* AIM OF THE EXERCISE: Put every one of these lines into a Markdown table with the columns Row and Line, numbering the rows and skipping any blank lines. Don't include the pictures in your answer.

Start of THE INPUT

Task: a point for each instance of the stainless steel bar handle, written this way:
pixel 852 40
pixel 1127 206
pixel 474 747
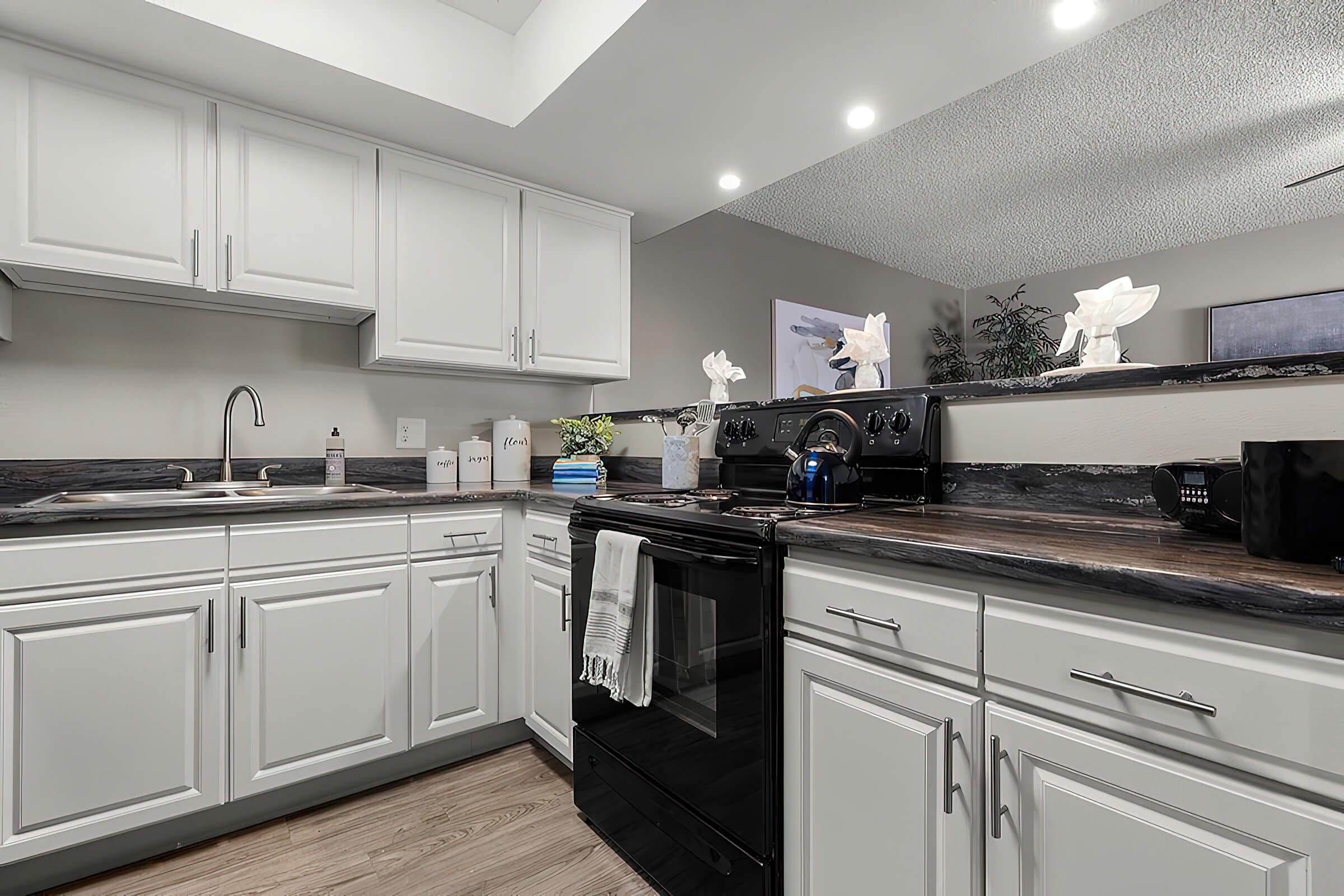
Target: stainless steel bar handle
pixel 949 736
pixel 996 812
pixel 858 617
pixel 1186 700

End of THE INPUT

* RESULT BELOW:
| Row | Line |
|---|---|
| 1 | Task: a point for each instance of the stainless steel bar handle, written this way: |
| 2 | pixel 852 40 |
| 3 | pixel 1127 206 |
| 4 | pixel 474 747 |
| 5 | Target: stainless steel bar handle |
| 6 | pixel 949 736 |
| 7 | pixel 996 812 |
| 8 | pixel 858 617 |
| 9 | pixel 1186 700 |